What you will do: Please render every line of the rows below as a JSON list of strings, one string per line, leaving out blank lines.

Coordinate annotation records:

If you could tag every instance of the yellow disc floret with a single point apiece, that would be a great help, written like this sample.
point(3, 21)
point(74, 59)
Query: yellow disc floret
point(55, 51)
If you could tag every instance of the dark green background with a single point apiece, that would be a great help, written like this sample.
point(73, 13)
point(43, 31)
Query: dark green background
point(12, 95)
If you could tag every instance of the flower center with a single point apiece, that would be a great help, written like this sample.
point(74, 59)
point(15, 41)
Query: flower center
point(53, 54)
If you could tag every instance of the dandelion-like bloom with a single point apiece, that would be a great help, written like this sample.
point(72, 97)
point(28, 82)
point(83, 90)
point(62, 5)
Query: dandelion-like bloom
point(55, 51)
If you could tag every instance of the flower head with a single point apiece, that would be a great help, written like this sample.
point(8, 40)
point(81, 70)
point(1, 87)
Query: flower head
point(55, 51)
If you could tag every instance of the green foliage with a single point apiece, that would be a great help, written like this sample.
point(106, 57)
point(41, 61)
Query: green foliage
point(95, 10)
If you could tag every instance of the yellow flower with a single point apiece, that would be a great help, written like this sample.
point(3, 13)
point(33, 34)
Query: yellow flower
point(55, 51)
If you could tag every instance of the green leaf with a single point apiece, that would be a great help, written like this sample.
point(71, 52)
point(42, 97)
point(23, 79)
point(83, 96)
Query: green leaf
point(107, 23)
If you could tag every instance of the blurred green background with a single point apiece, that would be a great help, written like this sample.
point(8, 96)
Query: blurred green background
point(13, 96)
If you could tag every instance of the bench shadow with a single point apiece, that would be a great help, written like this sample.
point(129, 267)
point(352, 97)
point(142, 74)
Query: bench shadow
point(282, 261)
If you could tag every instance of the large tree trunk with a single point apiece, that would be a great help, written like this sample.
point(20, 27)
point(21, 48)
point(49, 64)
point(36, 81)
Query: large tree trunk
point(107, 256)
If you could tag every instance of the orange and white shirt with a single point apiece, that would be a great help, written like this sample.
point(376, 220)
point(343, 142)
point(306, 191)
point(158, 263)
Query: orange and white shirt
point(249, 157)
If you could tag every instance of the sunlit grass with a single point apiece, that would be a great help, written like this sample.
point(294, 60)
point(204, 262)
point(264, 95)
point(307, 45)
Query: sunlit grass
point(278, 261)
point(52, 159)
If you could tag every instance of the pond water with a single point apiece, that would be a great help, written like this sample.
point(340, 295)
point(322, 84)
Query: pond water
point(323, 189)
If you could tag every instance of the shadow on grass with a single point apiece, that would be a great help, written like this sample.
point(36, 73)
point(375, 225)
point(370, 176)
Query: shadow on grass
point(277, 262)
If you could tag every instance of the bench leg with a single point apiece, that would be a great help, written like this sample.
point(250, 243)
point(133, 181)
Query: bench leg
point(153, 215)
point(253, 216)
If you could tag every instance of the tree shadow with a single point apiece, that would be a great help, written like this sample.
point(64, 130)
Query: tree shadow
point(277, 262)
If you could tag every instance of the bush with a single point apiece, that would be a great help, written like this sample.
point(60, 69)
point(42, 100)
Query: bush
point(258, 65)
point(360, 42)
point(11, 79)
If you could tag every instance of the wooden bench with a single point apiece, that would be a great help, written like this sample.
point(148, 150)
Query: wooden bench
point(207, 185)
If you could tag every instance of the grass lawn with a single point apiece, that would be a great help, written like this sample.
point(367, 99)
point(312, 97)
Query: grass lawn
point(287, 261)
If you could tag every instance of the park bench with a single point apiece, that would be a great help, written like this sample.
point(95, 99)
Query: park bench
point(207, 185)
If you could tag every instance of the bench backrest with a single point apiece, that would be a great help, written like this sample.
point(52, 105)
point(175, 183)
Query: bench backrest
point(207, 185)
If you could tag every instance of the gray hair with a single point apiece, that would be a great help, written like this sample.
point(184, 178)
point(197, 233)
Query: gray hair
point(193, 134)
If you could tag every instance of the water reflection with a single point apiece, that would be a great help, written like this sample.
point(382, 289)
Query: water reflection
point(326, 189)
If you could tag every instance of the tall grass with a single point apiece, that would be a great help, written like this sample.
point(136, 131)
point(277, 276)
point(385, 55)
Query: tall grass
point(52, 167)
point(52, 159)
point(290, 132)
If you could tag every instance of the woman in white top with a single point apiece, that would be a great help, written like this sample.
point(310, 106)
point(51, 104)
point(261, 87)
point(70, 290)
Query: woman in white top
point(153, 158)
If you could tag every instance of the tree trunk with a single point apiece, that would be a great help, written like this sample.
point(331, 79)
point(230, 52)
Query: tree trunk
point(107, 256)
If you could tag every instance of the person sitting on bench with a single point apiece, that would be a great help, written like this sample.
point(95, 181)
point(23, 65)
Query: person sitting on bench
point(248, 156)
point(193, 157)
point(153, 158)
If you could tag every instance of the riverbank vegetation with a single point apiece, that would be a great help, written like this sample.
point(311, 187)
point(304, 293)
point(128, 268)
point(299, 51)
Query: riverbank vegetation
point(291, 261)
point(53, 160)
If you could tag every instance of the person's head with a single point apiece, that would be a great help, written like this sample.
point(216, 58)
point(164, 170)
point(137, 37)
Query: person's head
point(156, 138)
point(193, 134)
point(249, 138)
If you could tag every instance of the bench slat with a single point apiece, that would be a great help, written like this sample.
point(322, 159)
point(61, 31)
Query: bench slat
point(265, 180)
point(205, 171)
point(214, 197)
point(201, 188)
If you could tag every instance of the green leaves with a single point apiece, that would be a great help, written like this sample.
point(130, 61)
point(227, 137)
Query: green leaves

Correct result:
[
  "If you could tag every instance of the yellow disc floret with a single point apiece, that would be a great help, written like this sample.",
  "point(3, 21)",
  "point(74, 59)",
  "Query: yellow disc floret",
  "point(55, 51)",
  "If you could tag every instance of the dark green background with a single point apiece, that would be a great help, written like this sample.",
  "point(73, 13)",
  "point(43, 31)",
  "Query: dark green background",
  "point(12, 95)",
  "If you could tag every instance of the flower center with a single point apiece, that would be a great help, written like this sample.",
  "point(74, 59)",
  "point(15, 41)",
  "Query: flower center",
  "point(53, 54)",
  "If you could tag every instance of the dandelion-like bloom with a single point apiece, that would be a great help, written like this sample.",
  "point(72, 97)",
  "point(28, 82)",
  "point(83, 90)",
  "point(62, 5)",
  "Query: dandelion-like bloom",
  "point(55, 51)",
  "If you could tag every instance of the flower head with a single point apiece, that would be a great help, written like this sample.",
  "point(8, 40)",
  "point(81, 70)",
  "point(1, 87)",
  "Query: flower head",
  "point(55, 51)",
  "If you could tag every instance of the green foliage with a single point apiece, that would be a great help, written like this sample.",
  "point(106, 57)",
  "point(41, 61)",
  "Query: green foliage",
  "point(95, 10)",
  "If you could tag every instance of the yellow flower with a single point apiece, that would be a great help, written like this sample.",
  "point(3, 13)",
  "point(33, 34)",
  "Query: yellow flower",
  "point(55, 51)",
  "If you could tag every instance of the green leaf with a single point apiece, that would be a great help, written like this sample.",
  "point(71, 52)",
  "point(42, 97)",
  "point(23, 79)",
  "point(83, 96)",
  "Query: green leaf",
  "point(107, 23)",
  "If you could tag every instance of the blurred green background with a single point apiece, that would be a great help, written like this sample.",
  "point(8, 96)",
  "Query: blurred green background",
  "point(13, 96)",
  "If you could tag every instance of the bench shadow with a single point apiece, that would be a great help, written like this sample.",
  "point(129, 267)",
  "point(352, 97)",
  "point(142, 74)",
  "Query: bench shadow",
  "point(282, 261)",
  "If you could tag every instance of the large tree trunk with a single point apiece, that would be a great help, written like this sample.",
  "point(20, 27)",
  "point(21, 48)",
  "point(49, 64)",
  "point(36, 81)",
  "Query: large tree trunk",
  "point(107, 256)",
  "If you could tag every instance of the orange and white shirt with a single point apiece, that would be a great help, written like this sample.",
  "point(376, 220)",
  "point(343, 142)",
  "point(306, 191)",
  "point(158, 263)",
  "Query: orange and white shirt",
  "point(249, 157)",
  "If you could tag every instance of the sunlit grass with a single point apiece, that would be a great help, written like this sample.",
  "point(294, 60)",
  "point(204, 262)",
  "point(264, 95)",
  "point(307, 45)",
  "Query: sunlit grass",
  "point(278, 261)",
  "point(52, 159)",
  "If you could tag every instance of the pond water with a single point apiece, that would be a great help, written like this sample.",
  "point(340, 295)",
  "point(322, 84)",
  "Query: pond water",
  "point(323, 189)",
  "If you could tag every instance of the shadow on grass with a single point apiece, that would be a great help, written like this sample.",
  "point(36, 73)",
  "point(375, 225)",
  "point(370, 176)",
  "Query: shadow on grass",
  "point(277, 262)",
  "If you could tag every instance of the bench leg with a single point apiece, that would be a great help, written like this sample.",
  "point(250, 243)",
  "point(133, 181)",
  "Query: bench leg",
  "point(153, 215)",
  "point(253, 216)",
  "If you could tag every instance of the tree shadow with a single point apiece, that would be a great help, written like this sample.",
  "point(64, 130)",
  "Query: tree shadow",
  "point(277, 262)",
  "If you could tag every instance of the bush with a single point apiece, that would be a great help, written like this sample.",
  "point(60, 69)",
  "point(42, 100)",
  "Query: bush",
  "point(258, 65)",
  "point(360, 42)",
  "point(11, 79)",
  "If you could tag every instance of the wooden bench with a single point apiece, that would be a great help, written like this sample.",
  "point(148, 150)",
  "Query: wooden bench",
  "point(207, 185)",
  "If you could tag every instance of the grass lawn with a single point apiece, that would be a great help, written like this sample.",
  "point(367, 99)",
  "point(312, 97)",
  "Query: grass lawn",
  "point(287, 261)",
  "If you could tag every instance of the park bench with a single point apiece, that would be a great help, written like this sample.",
  "point(95, 99)",
  "Query: park bench",
  "point(207, 185)",
  "If you could tag every instance of the bench backrest with a single point apiece, that would be a great help, written like this sample.",
  "point(52, 105)",
  "point(175, 183)",
  "Query: bench backrest",
  "point(207, 185)",
  "If you could tag every instance of the gray hair with a single point apiece, that would be a great help, written like this sample.",
  "point(184, 178)",
  "point(197, 233)",
  "Query: gray hair",
  "point(193, 134)",
  "If you could tag every instance of the water reflection with a single point apiece, that would be a great help, written like this sample.",
  "point(382, 289)",
  "Query: water reflection",
  "point(326, 189)",
  "If you could tag every instance of the tall grass with a single point apiece, that would be a great help, written like this sample.",
  "point(136, 131)",
  "point(277, 276)",
  "point(385, 55)",
  "Query: tall grass",
  "point(52, 167)",
  "point(52, 159)",
  "point(290, 132)",
  "If you could tag every instance of the woman in white top with a single point apiece, that would be a great help, written like this sample.",
  "point(310, 106)",
  "point(51, 104)",
  "point(261, 87)",
  "point(70, 290)",
  "Query: woman in white top",
  "point(153, 158)",
  "If you could tag every instance of the tree trunk with a single point apiece, that would be a great help, written like this sample.",
  "point(331, 79)",
  "point(230, 52)",
  "Query: tree trunk",
  "point(107, 256)",
  "If you could tag every instance of the person sitting on bench with a single point apiece, that would be a great help, written like this sample.",
  "point(95, 181)",
  "point(23, 65)",
  "Query: person sitting on bench",
  "point(248, 156)",
  "point(193, 157)",
  "point(153, 158)",
  "If you could tag every instance of the riverbank vegetation with a single point apiece, that would be a great help, written like this sample.",
  "point(311, 187)",
  "point(304, 293)",
  "point(128, 268)",
  "point(299, 51)",
  "Query: riverbank vegetation",
  "point(291, 261)",
  "point(53, 160)",
  "If you could tag every instance of the person's head with a single point apiece, that would be a great help, written like this sample.",
  "point(216, 58)",
  "point(164, 170)",
  "point(137, 37)",
  "Query: person's head",
  "point(156, 138)",
  "point(193, 134)",
  "point(249, 138)",
  "If you could tag every instance of the bench slat with a single point apiece, that would be a great help, written like this sample.",
  "point(322, 159)",
  "point(61, 31)",
  "Query: bench slat",
  "point(265, 180)",
  "point(205, 171)",
  "point(214, 197)",
  "point(201, 188)",
  "If you could tag every instance of the green leaves with a single point apiece, that would be a great help, written like this sample.",
  "point(130, 61)",
  "point(227, 137)",
  "Query: green leaves"
]